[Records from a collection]
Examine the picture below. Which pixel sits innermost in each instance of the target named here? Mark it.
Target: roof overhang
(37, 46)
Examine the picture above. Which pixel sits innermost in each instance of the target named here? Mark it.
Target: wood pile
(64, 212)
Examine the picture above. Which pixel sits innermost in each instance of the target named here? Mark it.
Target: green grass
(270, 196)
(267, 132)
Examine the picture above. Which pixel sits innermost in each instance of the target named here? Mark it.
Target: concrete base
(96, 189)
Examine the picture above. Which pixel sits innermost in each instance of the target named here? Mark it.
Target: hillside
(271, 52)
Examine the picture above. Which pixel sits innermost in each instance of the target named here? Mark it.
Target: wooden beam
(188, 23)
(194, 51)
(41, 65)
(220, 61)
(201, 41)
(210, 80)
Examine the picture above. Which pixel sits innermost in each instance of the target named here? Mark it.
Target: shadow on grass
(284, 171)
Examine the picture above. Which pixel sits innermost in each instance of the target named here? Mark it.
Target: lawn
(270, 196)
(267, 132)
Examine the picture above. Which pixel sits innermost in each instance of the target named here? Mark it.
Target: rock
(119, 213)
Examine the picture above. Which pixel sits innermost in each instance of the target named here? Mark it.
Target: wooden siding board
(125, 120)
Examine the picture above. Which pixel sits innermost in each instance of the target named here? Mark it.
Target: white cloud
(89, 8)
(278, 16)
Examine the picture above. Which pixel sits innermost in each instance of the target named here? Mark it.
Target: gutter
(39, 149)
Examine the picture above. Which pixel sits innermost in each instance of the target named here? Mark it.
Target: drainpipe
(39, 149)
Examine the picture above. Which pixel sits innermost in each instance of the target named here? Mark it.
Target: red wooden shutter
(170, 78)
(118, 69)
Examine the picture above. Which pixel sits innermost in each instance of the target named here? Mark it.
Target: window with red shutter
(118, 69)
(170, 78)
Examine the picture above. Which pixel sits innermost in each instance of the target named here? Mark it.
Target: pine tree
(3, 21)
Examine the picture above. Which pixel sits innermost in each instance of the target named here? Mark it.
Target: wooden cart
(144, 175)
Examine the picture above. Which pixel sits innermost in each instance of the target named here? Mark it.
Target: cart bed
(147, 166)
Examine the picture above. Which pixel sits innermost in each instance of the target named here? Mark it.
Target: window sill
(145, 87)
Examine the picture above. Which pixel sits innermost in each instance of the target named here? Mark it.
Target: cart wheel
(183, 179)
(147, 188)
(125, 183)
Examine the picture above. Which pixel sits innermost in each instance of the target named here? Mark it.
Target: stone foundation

**About this task:**
Your reply should contain every record, unchanged and complete.

**Task response:**
Examine the picture below. Which pixel sits innermost in each instance of the target named here? Mark it.
Target: roof overhang
(37, 46)
Examine the picture above. Which pixel sits innermost in each instance of the target named here? Mark it.
Target: wood pile
(64, 212)
Examine the picture above. Which pixel sits innermost in each instance of the target named here? Mark it.
Target: green grass
(270, 196)
(267, 132)
Examine the picture above. Which pixel sits innermost in each instance of the target named here? Mark it.
Target: concrete base
(96, 189)
Examine the picture above. Which pixel sits innermost in each instance of the target named here? Mark it.
Target: hillside
(271, 52)
Examine the picture above. Which pixel sits innermost in each instance of the target named here? Mark it.
Target: wooden beam
(188, 23)
(194, 51)
(41, 65)
(220, 61)
(201, 41)
(210, 80)
Examine the picture above. Which pixel sits innermost in each instance of the target named here? Mark it.
Target: shadow on grass
(284, 171)
Examine the picture above. Which pixel sits innermost in each instance of the target named here? Mark it.
Target: lawn
(270, 196)
(267, 132)
Examine the picture above. Which pixel sits innermost in each instance of the target named here? Mark it.
Target: rock
(119, 213)
Examine the picture above. Which pixel sits innermost in each instance of the target named here? Mark it.
Target: wooden siding board
(125, 120)
Examine the picture above. Which pixel sits innermost in each instance of the target named here? Mark it.
Target: white cloud
(89, 8)
(278, 16)
Examine the picture above. Which pixel sits innermost in each instance of the target named here? Mark it.
Target: gutter
(39, 149)
Examine the picture above. Which pixel sits innermost in each instance of the target named here? Mark it.
Target: drainpipe
(39, 149)
Examine the picture above. Which pixel sits innermost in each instance of the target named here? Mark it.
Target: red wooden shutter
(170, 78)
(118, 69)
Examine the picture above. Which pixel sits innermost in each instance of the target named here? Mark it.
Target: window with red shutter
(118, 69)
(170, 78)
Examine the picture above. Which pixel sits innermost in each instance of the target named here? Mark it.
Target: pine tree
(3, 21)
Examine the picture above. Which pixel sits innermost in each instance of the target named here? Mark it.
Target: wooden cart
(144, 175)
Examine the picture above. Which pixel sits innermost in each instance of the target named here? Mark it.
Target: cart bed
(147, 166)
Examine the picture above. Which pixel sits innermost in each instance of the target named here? Mark it.
Target: window sill
(145, 87)
Examine the picture above. Which pixel sits innermost in each instance of the target named here? Mark it.
Target: cart wheel
(183, 179)
(147, 188)
(125, 183)
Examine the picture above. Which pixel sits innermost in each instance of the target named here? Mark it.
Target: stone foundation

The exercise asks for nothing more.